Print every line of the records below word for word, leaving out the pictures.

RECORDS TO USE:
------------------------------
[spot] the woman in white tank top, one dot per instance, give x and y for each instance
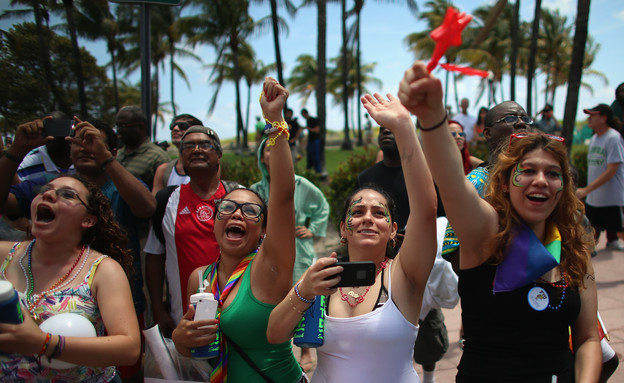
(370, 330)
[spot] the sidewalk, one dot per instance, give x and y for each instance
(609, 269)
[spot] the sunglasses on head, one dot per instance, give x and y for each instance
(520, 135)
(180, 124)
(512, 119)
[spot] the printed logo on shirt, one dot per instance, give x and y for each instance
(204, 213)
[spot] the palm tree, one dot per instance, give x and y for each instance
(41, 15)
(96, 21)
(304, 78)
(355, 32)
(576, 69)
(225, 25)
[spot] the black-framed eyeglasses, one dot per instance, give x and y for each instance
(527, 134)
(248, 209)
(180, 124)
(128, 125)
(64, 193)
(512, 119)
(203, 145)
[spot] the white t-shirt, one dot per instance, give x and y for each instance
(603, 150)
(468, 122)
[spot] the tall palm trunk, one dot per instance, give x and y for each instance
(44, 56)
(346, 143)
(321, 85)
(69, 13)
(532, 52)
(576, 70)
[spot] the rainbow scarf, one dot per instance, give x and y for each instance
(527, 258)
(219, 373)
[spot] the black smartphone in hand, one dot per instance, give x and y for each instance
(355, 274)
(57, 128)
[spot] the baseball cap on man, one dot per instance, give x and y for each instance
(603, 109)
(207, 131)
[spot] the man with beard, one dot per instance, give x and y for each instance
(93, 151)
(182, 234)
(50, 159)
(140, 156)
(172, 173)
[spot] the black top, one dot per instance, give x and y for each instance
(506, 340)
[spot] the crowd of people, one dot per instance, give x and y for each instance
(525, 278)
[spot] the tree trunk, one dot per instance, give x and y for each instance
(44, 56)
(532, 52)
(514, 50)
(321, 85)
(278, 55)
(69, 9)
(346, 143)
(576, 70)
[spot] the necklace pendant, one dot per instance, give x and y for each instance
(353, 294)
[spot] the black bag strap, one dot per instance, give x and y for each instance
(247, 359)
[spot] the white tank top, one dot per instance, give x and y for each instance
(375, 347)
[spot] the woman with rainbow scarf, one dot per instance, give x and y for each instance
(254, 271)
(525, 275)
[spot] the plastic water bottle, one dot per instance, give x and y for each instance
(10, 310)
(309, 333)
(205, 308)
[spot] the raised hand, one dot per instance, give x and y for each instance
(273, 99)
(421, 93)
(385, 112)
(28, 137)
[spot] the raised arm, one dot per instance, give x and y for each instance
(134, 193)
(27, 137)
(275, 260)
(421, 93)
(415, 259)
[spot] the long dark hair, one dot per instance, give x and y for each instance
(106, 236)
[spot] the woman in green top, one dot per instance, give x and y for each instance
(262, 263)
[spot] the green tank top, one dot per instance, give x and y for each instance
(245, 321)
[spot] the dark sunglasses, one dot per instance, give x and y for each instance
------------------------------
TASK SOLUTION:
[spot] the woman in white tank top, one dot per instance, give x and y for each instance
(370, 330)
[spot] the sidewalk, one dot per instance, give x and y for each instance
(609, 269)
[spot] the sunglasses on head, one dot per instance, give x and y for each instance
(520, 135)
(180, 124)
(512, 119)
[spot] the printed logo on shirt, one dot per instance, give x and y for each instance
(204, 213)
[spot] the palm tree, one dot per instance, give x and y for each instance
(41, 15)
(96, 21)
(304, 78)
(355, 32)
(576, 69)
(225, 25)
[spot] the black-framed eyeglasses, one dot per instance, give x and y for each instance
(527, 134)
(248, 209)
(180, 124)
(128, 125)
(64, 193)
(512, 119)
(203, 145)
[spot] the white t-shirt, one dot per instance, give x and y for each instance
(603, 150)
(468, 122)
[spot] the tall palm trunk, one dot per instance, give x and y for each instance
(44, 56)
(346, 143)
(321, 85)
(69, 13)
(532, 52)
(576, 70)
[spot] the rainbow scarf, one dot per instance, give x and y for each instance
(527, 258)
(219, 373)
[spot] the black smartphone in hand, one dot per instance, give x and y for each instance
(355, 274)
(57, 128)
[spot] the baseball cap on man, one dot per instance, give x and y for each instance
(603, 109)
(207, 131)
[spot] the man with beard, one dot per instance, give x and y for each instance
(93, 151)
(182, 234)
(50, 159)
(140, 156)
(172, 173)
[spot] the black top, one dot per instance, give x and y for each instance
(506, 340)
[spot] the crowd of people, one dot per instance, give x and y for each instance
(525, 278)
[spot] the tree trunk, one dot per instance, give x and y for each instance
(44, 56)
(532, 52)
(514, 50)
(321, 85)
(278, 55)
(69, 9)
(346, 143)
(576, 70)
[spot] the necklace pendant, one dot per instance, give x and y for each instance
(353, 294)
[spot] the black bag strap, one dot per instance, give x and y for each instance
(247, 359)
[spot] the white tank top, one dot per instance, give x and y for each instance
(375, 347)
[spot] the woman with rainbow scarf, one dot per instance, give x and y for each instance
(254, 271)
(525, 275)
[spot] the plastic water bottle, one dot per instance, give x and y for each instance
(10, 310)
(309, 333)
(205, 308)
[spot] the raised hand, one dot per instance, give x and y for each instance
(273, 99)
(421, 93)
(385, 112)
(28, 137)
[spot] the raised arm, one dot per instance, give x and y for each instance
(134, 193)
(27, 137)
(275, 260)
(421, 93)
(415, 259)
[spot] the long dark hair, one dot per instance, give x and y for each instance
(106, 236)
[spot] the woman in green top, one dot per instance, give x and y for each instance
(262, 263)
[spot] the green tank top, one dot per instance, give x and y for each instance
(245, 321)
[spot] the dark sunglasses, one dot per instance, give x and y for each instance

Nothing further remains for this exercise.